PROBLEM STATEMENT |
Working through the lines below, return each one that holds "background".

MATERIAL TO PROCESS |

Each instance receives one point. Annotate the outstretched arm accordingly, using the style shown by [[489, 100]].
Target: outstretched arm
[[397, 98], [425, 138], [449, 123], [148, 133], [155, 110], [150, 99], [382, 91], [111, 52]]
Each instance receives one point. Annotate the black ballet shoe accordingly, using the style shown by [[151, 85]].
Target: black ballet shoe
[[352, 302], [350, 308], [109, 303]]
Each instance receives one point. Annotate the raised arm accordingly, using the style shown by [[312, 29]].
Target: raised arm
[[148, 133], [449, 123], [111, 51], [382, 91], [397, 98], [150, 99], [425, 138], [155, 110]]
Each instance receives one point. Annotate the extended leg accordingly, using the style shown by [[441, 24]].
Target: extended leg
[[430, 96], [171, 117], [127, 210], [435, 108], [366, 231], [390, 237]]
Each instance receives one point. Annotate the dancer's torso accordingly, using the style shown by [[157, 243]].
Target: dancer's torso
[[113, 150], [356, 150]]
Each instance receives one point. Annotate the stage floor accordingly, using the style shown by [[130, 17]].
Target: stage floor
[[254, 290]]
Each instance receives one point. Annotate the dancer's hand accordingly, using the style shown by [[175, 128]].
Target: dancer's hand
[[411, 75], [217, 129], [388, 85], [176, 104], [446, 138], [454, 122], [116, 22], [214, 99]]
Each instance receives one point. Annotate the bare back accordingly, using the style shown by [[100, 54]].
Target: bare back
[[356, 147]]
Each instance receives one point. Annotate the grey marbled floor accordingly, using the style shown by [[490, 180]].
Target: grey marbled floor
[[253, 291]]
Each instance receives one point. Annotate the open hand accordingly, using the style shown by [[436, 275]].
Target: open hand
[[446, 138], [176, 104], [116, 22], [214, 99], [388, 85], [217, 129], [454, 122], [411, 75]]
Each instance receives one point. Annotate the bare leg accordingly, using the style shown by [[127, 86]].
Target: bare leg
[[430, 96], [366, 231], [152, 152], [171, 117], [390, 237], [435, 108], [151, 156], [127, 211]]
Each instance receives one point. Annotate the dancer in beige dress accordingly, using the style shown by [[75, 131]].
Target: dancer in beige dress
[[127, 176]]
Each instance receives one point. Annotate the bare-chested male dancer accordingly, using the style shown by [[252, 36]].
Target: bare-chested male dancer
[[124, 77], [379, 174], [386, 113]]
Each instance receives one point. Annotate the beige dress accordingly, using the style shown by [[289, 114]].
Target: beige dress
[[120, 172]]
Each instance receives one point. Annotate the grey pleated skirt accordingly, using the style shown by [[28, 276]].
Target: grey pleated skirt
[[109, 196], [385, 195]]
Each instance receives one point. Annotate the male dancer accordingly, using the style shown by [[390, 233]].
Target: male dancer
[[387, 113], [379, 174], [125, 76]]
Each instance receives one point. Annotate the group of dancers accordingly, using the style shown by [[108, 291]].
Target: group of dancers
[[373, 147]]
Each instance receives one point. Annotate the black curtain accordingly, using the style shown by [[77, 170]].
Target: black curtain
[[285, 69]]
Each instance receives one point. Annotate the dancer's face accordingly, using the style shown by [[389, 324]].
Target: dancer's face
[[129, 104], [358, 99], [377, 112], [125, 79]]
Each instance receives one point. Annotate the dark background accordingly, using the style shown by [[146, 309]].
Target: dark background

REPLY |
Each instance receives one point. Annotate the dark background accordingly, using the style shown by [[146, 309]].
Target: dark background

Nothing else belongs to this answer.